Items listed in a dataset
=== Section Start ===
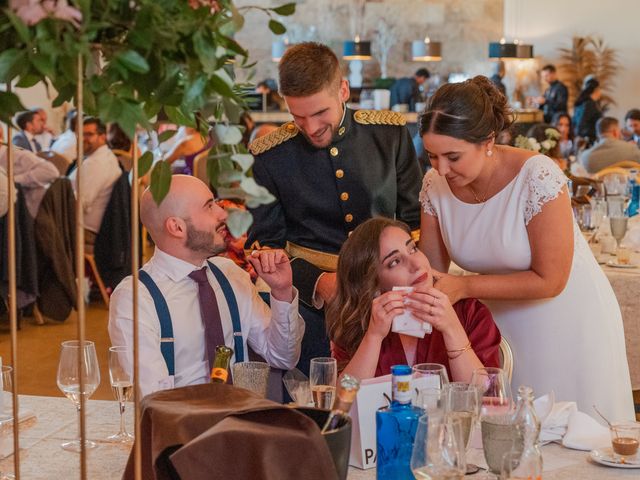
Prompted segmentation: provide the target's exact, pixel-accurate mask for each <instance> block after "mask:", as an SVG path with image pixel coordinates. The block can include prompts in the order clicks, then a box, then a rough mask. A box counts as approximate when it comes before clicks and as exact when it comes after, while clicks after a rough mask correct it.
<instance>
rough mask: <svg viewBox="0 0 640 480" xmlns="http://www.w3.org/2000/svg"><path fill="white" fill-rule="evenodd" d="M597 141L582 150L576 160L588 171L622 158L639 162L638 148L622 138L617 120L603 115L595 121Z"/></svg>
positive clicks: (639, 150)
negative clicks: (597, 137)
mask: <svg viewBox="0 0 640 480" xmlns="http://www.w3.org/2000/svg"><path fill="white" fill-rule="evenodd" d="M596 131H597V133H598V142H597V143H596V144H595V145H593V146H592V147H591V148H589V149H587V150H584V151H583V152H582V153H581V154H580V156H579V157H578V160H580V163H581V164H582V166H583V167H584V168H585V169H586V170H587V172H589V173H596V172H599V171H600V170H602V169H603V168H606V167H608V166H610V165H613V164H614V163H618V162H622V161H624V160H631V161H633V162H640V148H638V147H637V146H636V145H635V144H634V143H630V142H625V141H624V140H622V132H621V131H620V124H619V123H618V120H617V119H615V118H613V117H603V118H601V119H600V120H598V122H597V123H596Z"/></svg>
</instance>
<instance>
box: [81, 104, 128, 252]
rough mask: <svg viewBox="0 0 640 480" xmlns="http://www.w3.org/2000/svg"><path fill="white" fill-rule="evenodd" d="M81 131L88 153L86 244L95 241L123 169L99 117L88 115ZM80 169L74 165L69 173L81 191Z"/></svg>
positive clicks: (84, 233)
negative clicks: (110, 145) (79, 184)
mask: <svg viewBox="0 0 640 480" xmlns="http://www.w3.org/2000/svg"><path fill="white" fill-rule="evenodd" d="M82 134H83V142H82V145H83V148H84V154H85V157H84V160H83V162H82V178H81V181H82V211H83V215H84V241H85V244H87V245H94V244H95V241H96V237H97V235H98V232H99V231H100V225H101V224H102V217H103V216H104V211H105V210H106V208H107V204H108V203H109V200H110V199H111V191H112V190H113V185H114V184H115V183H116V181H117V180H118V178H120V175H121V174H122V170H121V169H120V164H119V163H118V159H117V158H116V156H115V155H114V154H113V152H112V151H111V149H109V146H108V145H107V128H106V127H105V125H104V124H103V123H102V122H101V121H100V120H99V119H97V118H93V117H87V118H85V119H84V123H83V130H82ZM77 173H78V169H77V168H74V169H73V171H72V172H71V173H70V174H69V180H71V183H72V185H73V189H74V191H75V192H77V191H78V182H77V180H76V175H77Z"/></svg>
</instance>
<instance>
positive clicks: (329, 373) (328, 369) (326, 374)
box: [309, 357, 338, 410]
mask: <svg viewBox="0 0 640 480" xmlns="http://www.w3.org/2000/svg"><path fill="white" fill-rule="evenodd" d="M337 380H338V364H337V362H336V359H335V358H329V357H317V358H312V359H311V365H310V368H309V385H310V387H311V395H312V396H313V403H314V404H315V406H316V408H323V409H325V410H331V408H332V407H333V398H334V397H335V394H336V381H337Z"/></svg>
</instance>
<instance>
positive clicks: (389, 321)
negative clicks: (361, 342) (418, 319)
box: [367, 292, 406, 341]
mask: <svg viewBox="0 0 640 480" xmlns="http://www.w3.org/2000/svg"><path fill="white" fill-rule="evenodd" d="M405 296H406V293H404V292H386V293H383V294H382V295H379V296H377V297H376V298H374V299H373V303H372V306H371V318H370V320H369V328H368V329H367V335H370V336H374V337H376V339H377V340H380V341H382V340H383V339H384V338H385V337H386V336H387V335H389V331H390V330H391V323H392V322H393V319H394V318H395V317H396V316H398V315H400V314H401V313H403V312H404V297H405Z"/></svg>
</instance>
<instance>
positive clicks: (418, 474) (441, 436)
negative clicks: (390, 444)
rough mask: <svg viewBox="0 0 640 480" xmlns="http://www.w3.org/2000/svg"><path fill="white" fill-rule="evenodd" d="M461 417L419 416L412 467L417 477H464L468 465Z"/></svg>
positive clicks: (412, 455)
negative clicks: (462, 435)
mask: <svg viewBox="0 0 640 480" xmlns="http://www.w3.org/2000/svg"><path fill="white" fill-rule="evenodd" d="M462 443H463V439H462V426H461V422H460V420H457V419H450V418H446V417H442V416H437V415H432V416H429V415H423V416H422V417H420V419H419V420H418V429H417V431H416V437H415V441H414V443H413V452H412V454H411V471H412V472H413V475H414V477H415V478H416V479H422V478H424V479H434V478H453V479H459V480H462V479H463V478H464V476H465V472H466V469H467V466H466V460H465V448H464V446H463V445H462Z"/></svg>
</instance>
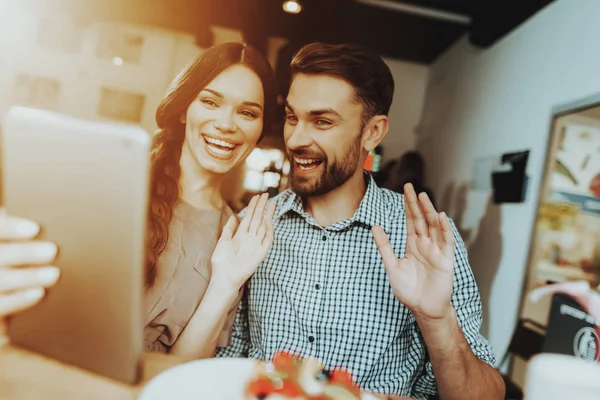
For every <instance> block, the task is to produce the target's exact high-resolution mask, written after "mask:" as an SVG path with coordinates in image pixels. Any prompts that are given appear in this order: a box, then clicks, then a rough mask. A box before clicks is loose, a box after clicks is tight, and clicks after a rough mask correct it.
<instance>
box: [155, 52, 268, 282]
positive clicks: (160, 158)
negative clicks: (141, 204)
mask: <svg viewBox="0 0 600 400" xmlns="http://www.w3.org/2000/svg"><path fill="white" fill-rule="evenodd" d="M236 64H241V65H244V66H246V67H248V68H250V69H251V70H252V71H254V73H256V75H258V77H259V78H260V80H261V82H262V86H263V91H264V114H263V115H264V122H263V132H262V135H264V133H265V131H266V130H267V129H268V128H269V126H270V123H271V121H272V119H273V116H274V113H275V112H276V102H277V92H276V90H277V89H276V83H275V76H274V73H273V70H272V68H271V66H270V65H269V63H268V61H267V60H266V59H265V58H264V57H263V55H262V54H260V52H258V51H257V50H256V49H254V48H252V47H251V46H248V45H246V44H243V43H225V44H221V45H218V46H214V47H211V48H209V49H207V50H205V51H203V52H202V54H200V55H199V56H198V57H196V58H195V59H194V60H193V61H192V62H191V63H190V64H188V65H187V66H186V67H185V68H184V69H183V71H181V73H180V74H179V75H178V76H177V77H176V78H175V79H174V80H173V82H172V83H171V86H170V87H169V90H168V91H167V93H166V95H165V96H164V97H163V99H162V100H161V102H160V104H159V105H158V108H157V110H156V123H157V125H158V128H159V130H158V132H157V133H156V134H155V135H154V137H153V140H152V152H151V163H152V166H151V178H150V179H151V181H150V199H149V216H148V244H147V247H148V249H147V253H148V254H147V265H146V285H147V286H148V287H149V286H152V285H153V283H154V280H155V279H156V269H157V263H158V259H159V257H160V254H161V253H162V252H163V251H164V249H165V247H166V245H167V242H168V239H169V225H170V223H171V219H172V217H173V206H174V205H175V203H176V202H177V200H178V199H179V177H180V174H181V169H180V166H179V159H180V157H181V149H182V147H183V142H184V138H185V124H184V123H182V122H181V116H182V115H185V112H186V111H187V109H188V107H189V106H190V104H192V102H193V101H194V99H195V98H196V97H197V96H198V93H200V91H201V90H202V89H203V88H204V87H206V85H207V84H208V83H210V82H211V81H212V80H213V79H214V78H216V77H217V75H219V74H220V73H221V72H223V71H224V70H225V69H227V68H228V67H230V66H232V65H236ZM262 135H261V137H262Z"/></svg>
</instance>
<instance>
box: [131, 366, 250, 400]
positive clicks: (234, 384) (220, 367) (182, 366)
mask: <svg viewBox="0 0 600 400" xmlns="http://www.w3.org/2000/svg"><path fill="white" fill-rule="evenodd" d="M257 363H258V361H256V360H251V359H242V358H213V359H208V360H199V361H192V362H189V363H187V364H182V365H178V366H176V367H174V368H171V369H168V370H167V371H165V372H163V373H161V374H159V375H157V376H156V377H154V379H152V380H151V381H150V382H148V383H147V384H146V386H144V388H143V389H142V392H141V393H140V395H139V397H138V400H165V399H177V400H179V399H194V400H209V399H210V400H243V398H244V389H245V387H246V383H247V382H248V379H249V378H250V376H251V375H252V372H253V371H254V368H255V365H256V364H257Z"/></svg>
=== Section End ===
Aim of the task:
All lines above starting at the one with "negative clicks: (390, 444)" and ending at the one with "positive clicks: (160, 158)", inclusive, are to be printed again exactly, with the pictures left out.

Problem solution:
negative clicks: (390, 444)
rough mask: <svg viewBox="0 0 640 480" xmlns="http://www.w3.org/2000/svg"><path fill="white" fill-rule="evenodd" d="M461 417L419 416L412 467L417 477H464L468 465Z"/></svg>
positive clicks: (412, 455)
negative clicks: (462, 435)
mask: <svg viewBox="0 0 640 480" xmlns="http://www.w3.org/2000/svg"><path fill="white" fill-rule="evenodd" d="M462 443H463V439H462V426H461V422H460V420H457V419H450V418H446V417H442V416H437V415H432V416H429V415H423V416H422V417H420V419H419V420H418V429H417V431H416V437H415V441H414V443H413V452H412V454H411V471H412V472H413V475H414V477H415V478H416V479H422V478H424V479H434V478H453V479H459V480H462V479H463V478H464V476H465V472H466V469H467V466H466V460H465V448H464V446H463V445H462Z"/></svg>
</instance>
For every <instance> block, the task is to produce the target's exact high-resolution mask, written after "mask:" as an SVG path with coordinates in image pixels. Any prompts that are given appear in this order: a box, then clicks, then a rough mask. A box before clicks is loose, a box after clicks is tight, and clicks after a rough mask correct it.
<instance>
box: [155, 52, 268, 282]
positive clicks: (160, 158)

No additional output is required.